Input data Start Marker

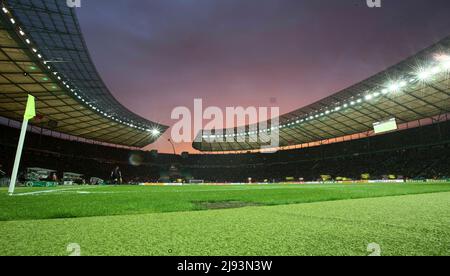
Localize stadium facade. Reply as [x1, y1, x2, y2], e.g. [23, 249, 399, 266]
[0, 0, 168, 148]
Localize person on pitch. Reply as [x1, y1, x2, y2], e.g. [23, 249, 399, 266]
[111, 166, 123, 185]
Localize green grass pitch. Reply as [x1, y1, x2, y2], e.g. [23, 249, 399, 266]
[0, 183, 449, 256]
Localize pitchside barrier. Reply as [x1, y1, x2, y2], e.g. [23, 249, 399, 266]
[189, 180, 205, 184]
[140, 183, 184, 186]
[25, 181, 58, 187]
[137, 180, 450, 186]
[368, 180, 405, 183]
[424, 179, 450, 183]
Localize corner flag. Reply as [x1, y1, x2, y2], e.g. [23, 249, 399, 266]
[8, 94, 36, 194]
[24, 95, 36, 120]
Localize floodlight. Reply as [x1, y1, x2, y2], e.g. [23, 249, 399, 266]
[150, 129, 160, 136]
[443, 60, 450, 70]
[417, 70, 432, 81]
[435, 54, 449, 62]
[431, 66, 441, 74]
[388, 83, 401, 92]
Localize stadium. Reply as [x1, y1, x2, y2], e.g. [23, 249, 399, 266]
[0, 0, 449, 257]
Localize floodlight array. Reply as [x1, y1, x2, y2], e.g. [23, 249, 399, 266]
[2, 5, 161, 135]
[203, 53, 449, 140]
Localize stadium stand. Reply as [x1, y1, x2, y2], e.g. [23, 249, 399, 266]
[0, 120, 449, 184]
[193, 36, 450, 152]
[0, 0, 168, 148]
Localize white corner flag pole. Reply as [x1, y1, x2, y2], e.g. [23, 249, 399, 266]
[8, 118, 29, 195]
[8, 95, 35, 195]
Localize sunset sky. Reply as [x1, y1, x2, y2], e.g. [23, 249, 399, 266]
[77, 0, 450, 153]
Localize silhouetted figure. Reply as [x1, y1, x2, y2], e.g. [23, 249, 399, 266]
[48, 172, 58, 182]
[111, 166, 122, 185]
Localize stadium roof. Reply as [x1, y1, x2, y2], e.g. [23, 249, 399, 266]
[0, 0, 168, 148]
[193, 36, 450, 152]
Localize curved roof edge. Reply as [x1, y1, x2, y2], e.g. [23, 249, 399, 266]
[0, 0, 168, 147]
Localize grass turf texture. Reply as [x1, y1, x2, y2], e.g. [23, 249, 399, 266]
[1, 183, 450, 221]
[0, 183, 449, 255]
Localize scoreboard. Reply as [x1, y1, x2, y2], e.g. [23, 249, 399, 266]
[373, 118, 398, 134]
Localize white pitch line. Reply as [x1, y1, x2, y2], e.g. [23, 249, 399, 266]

Input data End Marker

Task prompt: Without including any pictures, reproduce the data exactly.

Response box:
Localize stadium facade. Reply as [x1, y1, x2, y2], e.g. [23, 249, 399, 266]
[0, 0, 168, 148]
Localize person on pitch. Reply as [x1, y1, x2, y2], e.g. [23, 249, 399, 266]
[111, 166, 123, 185]
Localize green grass pitch. Reply as [x1, y1, x2, y2], e.g. [23, 249, 399, 266]
[0, 183, 449, 256]
Localize pitchside barrier. Reply as [x1, y1, x2, y2], e.g. [23, 249, 399, 266]
[189, 180, 205, 184]
[140, 183, 184, 186]
[25, 181, 58, 187]
[137, 180, 450, 186]
[368, 180, 405, 183]
[424, 179, 450, 183]
Localize corner flag. Reply as [x1, y1, x2, y2], e.g. [23, 249, 399, 266]
[8, 94, 36, 194]
[24, 95, 36, 120]
Localize floodlight. Reply as [x1, y1, x2, y2], e.g. [23, 249, 399, 266]
[150, 129, 160, 136]
[443, 60, 450, 70]
[417, 70, 432, 81]
[435, 54, 449, 62]
[431, 66, 441, 74]
[388, 83, 401, 92]
Localize stadium. Reply as [x1, y1, x2, y2], e.g. [23, 249, 399, 266]
[0, 0, 449, 257]
Localize floodlight array. Reply as [x1, y1, x2, y2], e.g. [23, 249, 399, 266]
[2, 5, 161, 135]
[203, 53, 449, 140]
Localize stadium stand. Reply as [x1, y1, x2, y2], e.g. [23, 249, 399, 266]
[0, 120, 449, 184]
[193, 36, 450, 152]
[0, 0, 168, 148]
Localize white corner flag pole. Reply as [x1, y1, x2, y2], e.g. [23, 249, 399, 266]
[8, 118, 29, 195]
[8, 95, 35, 195]
Localize sunset sky. Reply as [x1, y1, x2, y2], e.g. [23, 249, 399, 266]
[77, 0, 450, 153]
Localize silhouetted figure. Reply as [x1, y1, x2, y2], e.g. [23, 249, 399, 266]
[48, 172, 58, 182]
[111, 166, 122, 185]
Localize stadium roof. Reply as [x1, y1, x2, y2], e.g. [23, 249, 399, 266]
[0, 0, 168, 148]
[193, 36, 450, 152]
Localize curved roof edge. Reply as [x1, y1, x2, y2], e.g. [23, 249, 399, 266]
[0, 0, 168, 147]
Localize grass turf texture. Reply as [x1, y1, x2, y2], e.g. [23, 249, 399, 266]
[1, 183, 450, 221]
[0, 183, 449, 255]
Localize scoreboard. Reply as [x1, y1, x2, y2], e.g. [23, 249, 399, 266]
[373, 118, 398, 134]
Localize white pitch line. Reply as [x1, y1, x2, y2], e.g. [23, 249, 399, 266]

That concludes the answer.